- **TASK TO COMPLETE**
Extract the passage of the hyperparenting text from "Summer schedules can" up to and including "in adult life.", word for word.

- **SOURCE EXTRACT**
• • • • •
But in the wish to unlock potential through activity, there is also the danger of locking away one of the most important lifelong skills: that is, the capacity for solitude, for silence, the ability to be still. This is not just the chance "to do" but "to be". If activities become all-consuming, there is insufficient time to process information, practise what has been learned and concentrate on preferred occupations.

There is merit in spending time that is not adult organised, in activities not goal oriented, in occupations that are not competitive and in unscheduled time alone or in the company of friends. Too much parenting is hyperparenting.

So prevalent is the practice of ferrying offspring by car from one learning context to the next that it has acquired the title hyperparenting. Hyperparenting is parenting that privileges constant activity: intensely competitive sport; simultaneous engagement with diverse skills; additional academic tuition; or endless extra-curricular classes.

Too many activities may thwart that which parents originally set out to achieve and convey negative messages to children whose childhood memories may be of car drives observing the back of their parents' heads.

Hyperparenting may begin at birth with overzealous provision of developmental aids. Hyperparenting may imply to children that they are valued for their achievements more than for themselves and the mentality that only measurably productive time has merit. Since few children can excel equally at everything, there are inevitable experiences of failure and activities for which a child has neither inclination nor ability.

There may be conflict between ballet and karate, calculus and cookery, between football and flower arranging that may strain body and brain with dissonant demands.

Hyperparenting can overwhelm children educationally, socially and emotionally. Children who are timetabled are unable to structure their time.

Childhood is not for the creation of CVs or wide social networks. Children need time to form good friendships first with a small circle of friends. Being competent with clusters of children may make one socially skilled but emotionally superficial.

The capacities to be still, to amuse oneself, to observe, discover, process and reflect are crucial. They are not taught. They are not contrived. They are allowed. They happen. The child who, in addition to some educational opportunities, has time to "stop and stare", to daydream and to imagine, is truly fortunate.

Moments of invention often occur in solitude. Newton had time to sit under a tree, look up at the sky and down on the earth, time to see an apple fall and to question as it fell down, why that should be. Solutions find space during stress-free times, as Archimedes discovered relaxing in his bath.

Summer schedules can enrich the education of children and there are wonderful activities of which they can avail. But gentle time with a parent is also important and is often what is recalled in adult life.

It is significant that among the memories of poet Seamus Heaney in Clearances is a time he shared as a child with his mother "when all the others were away at Mass" and he was "all hers" as they peeled potatoes. This is the time he recalls at her deathbed as one during which they were "never closer the whole rest of our lives".

Marie Murray is director of psychology at St Vincent's Hospital, Fairview, Dublin.
• • • • •
- **DATASET RECORDS**
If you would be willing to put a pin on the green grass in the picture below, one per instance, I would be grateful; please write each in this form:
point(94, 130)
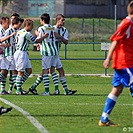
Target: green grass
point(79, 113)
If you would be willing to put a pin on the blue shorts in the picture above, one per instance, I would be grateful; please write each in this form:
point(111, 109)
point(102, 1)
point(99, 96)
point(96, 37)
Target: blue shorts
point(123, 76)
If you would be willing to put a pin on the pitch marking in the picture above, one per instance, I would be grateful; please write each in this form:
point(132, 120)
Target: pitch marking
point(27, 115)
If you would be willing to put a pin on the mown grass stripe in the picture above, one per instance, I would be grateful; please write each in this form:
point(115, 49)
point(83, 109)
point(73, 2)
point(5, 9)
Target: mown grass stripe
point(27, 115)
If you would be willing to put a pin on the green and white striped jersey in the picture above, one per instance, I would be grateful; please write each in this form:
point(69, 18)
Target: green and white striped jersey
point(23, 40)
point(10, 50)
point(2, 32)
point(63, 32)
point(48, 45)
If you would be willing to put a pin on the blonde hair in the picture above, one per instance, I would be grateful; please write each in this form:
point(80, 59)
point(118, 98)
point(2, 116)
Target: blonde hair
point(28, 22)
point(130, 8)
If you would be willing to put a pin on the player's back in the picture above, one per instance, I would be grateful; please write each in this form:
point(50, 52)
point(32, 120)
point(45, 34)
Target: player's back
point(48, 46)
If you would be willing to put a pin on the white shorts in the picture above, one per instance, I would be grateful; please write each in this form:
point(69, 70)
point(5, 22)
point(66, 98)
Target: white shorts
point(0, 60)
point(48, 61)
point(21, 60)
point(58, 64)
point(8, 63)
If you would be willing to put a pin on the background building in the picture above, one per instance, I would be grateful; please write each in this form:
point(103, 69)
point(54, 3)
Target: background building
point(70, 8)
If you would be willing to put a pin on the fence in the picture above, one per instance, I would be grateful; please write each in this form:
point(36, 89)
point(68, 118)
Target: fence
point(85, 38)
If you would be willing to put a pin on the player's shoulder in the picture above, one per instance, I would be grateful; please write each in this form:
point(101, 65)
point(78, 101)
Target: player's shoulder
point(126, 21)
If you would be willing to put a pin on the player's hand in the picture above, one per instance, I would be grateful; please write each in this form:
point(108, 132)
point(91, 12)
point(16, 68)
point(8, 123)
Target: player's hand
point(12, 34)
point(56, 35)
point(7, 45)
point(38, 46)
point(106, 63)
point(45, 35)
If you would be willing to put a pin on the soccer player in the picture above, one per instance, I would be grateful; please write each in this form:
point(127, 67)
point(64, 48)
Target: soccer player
• • • • •
- **OUTPUT OF THE TASK**
Summer schedules can enrich the education of children and there are wonderful activities of which they can avail. But gentle time with a parent is also important and is often what is recalled in adult life.